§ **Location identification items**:
+++

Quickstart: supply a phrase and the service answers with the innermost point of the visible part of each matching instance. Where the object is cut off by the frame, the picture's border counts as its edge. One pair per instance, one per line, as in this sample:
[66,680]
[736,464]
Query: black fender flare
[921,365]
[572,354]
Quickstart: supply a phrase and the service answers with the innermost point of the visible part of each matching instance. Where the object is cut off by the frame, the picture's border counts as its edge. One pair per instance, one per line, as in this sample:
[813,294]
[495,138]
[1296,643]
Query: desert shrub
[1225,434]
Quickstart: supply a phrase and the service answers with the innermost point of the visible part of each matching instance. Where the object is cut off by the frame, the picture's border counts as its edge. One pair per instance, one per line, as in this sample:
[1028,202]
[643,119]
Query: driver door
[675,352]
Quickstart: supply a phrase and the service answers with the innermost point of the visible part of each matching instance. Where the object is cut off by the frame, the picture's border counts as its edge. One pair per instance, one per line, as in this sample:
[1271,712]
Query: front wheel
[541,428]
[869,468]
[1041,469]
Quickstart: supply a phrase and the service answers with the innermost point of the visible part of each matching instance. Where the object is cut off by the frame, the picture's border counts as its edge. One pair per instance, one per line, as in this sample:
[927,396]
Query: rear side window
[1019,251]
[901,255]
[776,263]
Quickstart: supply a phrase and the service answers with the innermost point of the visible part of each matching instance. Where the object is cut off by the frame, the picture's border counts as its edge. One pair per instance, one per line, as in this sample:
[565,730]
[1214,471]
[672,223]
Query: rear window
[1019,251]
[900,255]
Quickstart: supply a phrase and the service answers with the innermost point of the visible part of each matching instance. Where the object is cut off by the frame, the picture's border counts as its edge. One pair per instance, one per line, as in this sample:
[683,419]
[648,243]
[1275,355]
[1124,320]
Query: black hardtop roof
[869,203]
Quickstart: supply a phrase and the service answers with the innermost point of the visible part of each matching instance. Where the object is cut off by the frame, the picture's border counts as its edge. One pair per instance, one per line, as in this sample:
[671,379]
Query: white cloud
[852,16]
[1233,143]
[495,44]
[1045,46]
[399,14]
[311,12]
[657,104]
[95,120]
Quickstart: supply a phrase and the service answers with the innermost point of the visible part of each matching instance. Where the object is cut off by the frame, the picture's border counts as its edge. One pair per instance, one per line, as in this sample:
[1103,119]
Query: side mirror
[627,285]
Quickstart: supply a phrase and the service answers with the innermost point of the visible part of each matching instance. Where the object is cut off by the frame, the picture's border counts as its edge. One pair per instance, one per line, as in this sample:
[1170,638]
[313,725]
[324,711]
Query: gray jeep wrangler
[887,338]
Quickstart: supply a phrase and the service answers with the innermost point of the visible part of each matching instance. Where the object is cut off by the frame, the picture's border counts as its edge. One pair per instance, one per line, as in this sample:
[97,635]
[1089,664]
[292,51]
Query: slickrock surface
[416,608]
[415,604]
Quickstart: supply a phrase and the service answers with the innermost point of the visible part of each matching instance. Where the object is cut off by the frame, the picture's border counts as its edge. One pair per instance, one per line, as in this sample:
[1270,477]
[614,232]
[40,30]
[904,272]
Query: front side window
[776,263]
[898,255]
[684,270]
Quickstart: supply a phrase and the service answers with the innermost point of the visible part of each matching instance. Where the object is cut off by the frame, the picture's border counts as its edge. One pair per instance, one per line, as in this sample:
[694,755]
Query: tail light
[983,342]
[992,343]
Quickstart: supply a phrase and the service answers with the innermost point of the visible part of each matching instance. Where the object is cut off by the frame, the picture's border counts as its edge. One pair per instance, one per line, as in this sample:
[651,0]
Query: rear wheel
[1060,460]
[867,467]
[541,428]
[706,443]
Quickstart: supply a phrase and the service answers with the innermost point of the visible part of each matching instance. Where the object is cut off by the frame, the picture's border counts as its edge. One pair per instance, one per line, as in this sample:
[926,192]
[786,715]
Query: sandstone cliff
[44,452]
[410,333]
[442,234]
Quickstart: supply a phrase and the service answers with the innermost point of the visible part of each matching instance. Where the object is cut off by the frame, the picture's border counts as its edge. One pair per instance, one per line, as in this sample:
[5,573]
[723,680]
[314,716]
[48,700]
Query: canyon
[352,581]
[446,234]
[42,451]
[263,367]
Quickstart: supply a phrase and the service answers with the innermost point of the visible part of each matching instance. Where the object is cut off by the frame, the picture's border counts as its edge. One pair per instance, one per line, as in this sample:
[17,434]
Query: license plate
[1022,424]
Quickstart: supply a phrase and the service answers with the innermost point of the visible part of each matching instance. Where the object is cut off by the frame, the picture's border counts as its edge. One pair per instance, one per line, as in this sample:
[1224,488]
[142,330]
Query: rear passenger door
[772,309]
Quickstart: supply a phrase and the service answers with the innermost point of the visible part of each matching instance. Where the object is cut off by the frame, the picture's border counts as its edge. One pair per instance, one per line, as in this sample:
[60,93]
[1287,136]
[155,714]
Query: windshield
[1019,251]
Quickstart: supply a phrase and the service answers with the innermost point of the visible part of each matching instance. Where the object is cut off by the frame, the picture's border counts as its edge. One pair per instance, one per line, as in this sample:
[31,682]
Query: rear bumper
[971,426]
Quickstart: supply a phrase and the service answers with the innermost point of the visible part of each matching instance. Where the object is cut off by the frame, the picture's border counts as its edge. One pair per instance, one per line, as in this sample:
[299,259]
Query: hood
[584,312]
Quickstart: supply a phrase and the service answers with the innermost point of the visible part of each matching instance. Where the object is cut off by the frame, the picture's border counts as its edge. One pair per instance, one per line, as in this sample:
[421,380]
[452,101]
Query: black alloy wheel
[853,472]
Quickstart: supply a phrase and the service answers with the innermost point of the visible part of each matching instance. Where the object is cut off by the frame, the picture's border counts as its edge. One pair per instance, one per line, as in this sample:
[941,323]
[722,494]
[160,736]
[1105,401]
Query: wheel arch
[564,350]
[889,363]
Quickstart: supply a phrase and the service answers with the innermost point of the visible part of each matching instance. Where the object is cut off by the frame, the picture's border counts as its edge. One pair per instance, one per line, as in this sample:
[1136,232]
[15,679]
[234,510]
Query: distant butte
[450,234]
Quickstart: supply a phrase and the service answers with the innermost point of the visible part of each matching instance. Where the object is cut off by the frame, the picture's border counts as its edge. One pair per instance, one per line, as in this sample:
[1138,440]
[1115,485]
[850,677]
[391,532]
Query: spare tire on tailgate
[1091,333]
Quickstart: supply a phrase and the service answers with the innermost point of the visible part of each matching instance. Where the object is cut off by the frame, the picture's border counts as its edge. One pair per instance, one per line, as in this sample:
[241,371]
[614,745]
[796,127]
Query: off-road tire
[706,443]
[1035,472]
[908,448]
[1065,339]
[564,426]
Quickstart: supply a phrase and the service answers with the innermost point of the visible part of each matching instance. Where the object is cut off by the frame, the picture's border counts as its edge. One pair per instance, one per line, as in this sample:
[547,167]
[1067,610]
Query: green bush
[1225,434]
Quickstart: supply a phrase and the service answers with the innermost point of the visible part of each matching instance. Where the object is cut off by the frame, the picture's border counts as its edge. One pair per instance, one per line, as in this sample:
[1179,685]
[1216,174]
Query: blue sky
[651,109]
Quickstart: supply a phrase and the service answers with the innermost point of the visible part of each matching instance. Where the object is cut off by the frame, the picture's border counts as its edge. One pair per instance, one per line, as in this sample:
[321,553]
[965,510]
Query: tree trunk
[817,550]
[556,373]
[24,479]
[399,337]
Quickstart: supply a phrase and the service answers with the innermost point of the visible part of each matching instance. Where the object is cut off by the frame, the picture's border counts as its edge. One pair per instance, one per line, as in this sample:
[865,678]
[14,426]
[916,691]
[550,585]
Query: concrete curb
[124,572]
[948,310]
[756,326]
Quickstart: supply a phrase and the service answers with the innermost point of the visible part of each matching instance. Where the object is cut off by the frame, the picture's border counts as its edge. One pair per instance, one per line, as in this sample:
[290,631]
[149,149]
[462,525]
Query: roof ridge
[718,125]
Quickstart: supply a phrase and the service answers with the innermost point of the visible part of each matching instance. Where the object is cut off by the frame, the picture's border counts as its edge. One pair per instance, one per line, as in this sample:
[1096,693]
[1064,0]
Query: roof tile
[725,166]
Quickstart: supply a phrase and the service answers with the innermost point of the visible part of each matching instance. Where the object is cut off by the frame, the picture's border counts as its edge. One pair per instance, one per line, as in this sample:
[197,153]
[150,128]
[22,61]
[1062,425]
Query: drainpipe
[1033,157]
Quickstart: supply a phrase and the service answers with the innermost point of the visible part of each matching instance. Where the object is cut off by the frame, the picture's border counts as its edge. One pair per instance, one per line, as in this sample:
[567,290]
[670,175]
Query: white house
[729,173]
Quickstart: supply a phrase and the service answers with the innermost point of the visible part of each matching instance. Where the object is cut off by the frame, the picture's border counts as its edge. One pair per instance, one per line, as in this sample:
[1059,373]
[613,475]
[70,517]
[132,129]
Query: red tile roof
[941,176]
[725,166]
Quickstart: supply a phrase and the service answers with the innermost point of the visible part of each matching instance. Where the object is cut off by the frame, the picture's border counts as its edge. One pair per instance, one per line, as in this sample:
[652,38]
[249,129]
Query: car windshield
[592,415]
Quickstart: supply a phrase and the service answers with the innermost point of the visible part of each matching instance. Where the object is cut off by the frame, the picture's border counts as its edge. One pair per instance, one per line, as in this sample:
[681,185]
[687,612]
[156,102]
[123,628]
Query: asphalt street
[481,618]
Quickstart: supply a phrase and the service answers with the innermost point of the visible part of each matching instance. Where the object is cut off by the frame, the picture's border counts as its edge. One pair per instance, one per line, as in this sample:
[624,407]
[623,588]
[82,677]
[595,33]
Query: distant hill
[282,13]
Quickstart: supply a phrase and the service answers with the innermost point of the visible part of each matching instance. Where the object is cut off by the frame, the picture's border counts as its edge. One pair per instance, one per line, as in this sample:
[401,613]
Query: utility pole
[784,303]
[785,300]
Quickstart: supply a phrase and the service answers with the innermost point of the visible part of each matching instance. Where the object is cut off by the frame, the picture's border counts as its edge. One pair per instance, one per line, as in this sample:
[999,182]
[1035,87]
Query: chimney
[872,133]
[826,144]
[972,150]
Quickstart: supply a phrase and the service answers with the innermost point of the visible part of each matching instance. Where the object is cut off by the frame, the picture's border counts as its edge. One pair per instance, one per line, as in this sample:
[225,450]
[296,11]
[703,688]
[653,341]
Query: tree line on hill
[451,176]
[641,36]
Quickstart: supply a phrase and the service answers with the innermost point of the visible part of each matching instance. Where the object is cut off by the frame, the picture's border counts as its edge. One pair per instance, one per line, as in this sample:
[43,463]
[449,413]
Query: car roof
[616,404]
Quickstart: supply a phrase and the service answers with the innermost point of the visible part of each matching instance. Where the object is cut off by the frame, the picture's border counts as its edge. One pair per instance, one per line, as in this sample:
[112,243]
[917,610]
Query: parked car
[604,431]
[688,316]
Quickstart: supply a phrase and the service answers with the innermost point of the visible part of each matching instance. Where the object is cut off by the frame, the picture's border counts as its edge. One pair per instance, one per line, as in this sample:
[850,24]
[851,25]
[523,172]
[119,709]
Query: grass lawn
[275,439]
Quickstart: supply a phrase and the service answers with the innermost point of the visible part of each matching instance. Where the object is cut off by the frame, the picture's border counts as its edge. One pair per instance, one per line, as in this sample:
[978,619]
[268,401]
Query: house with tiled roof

+++

§ **TASK**: How many lines in the data above contain the string "distant"? Case counts. Reply with the number alone.

§ **SOLUTION FOR THIS TASK**: 2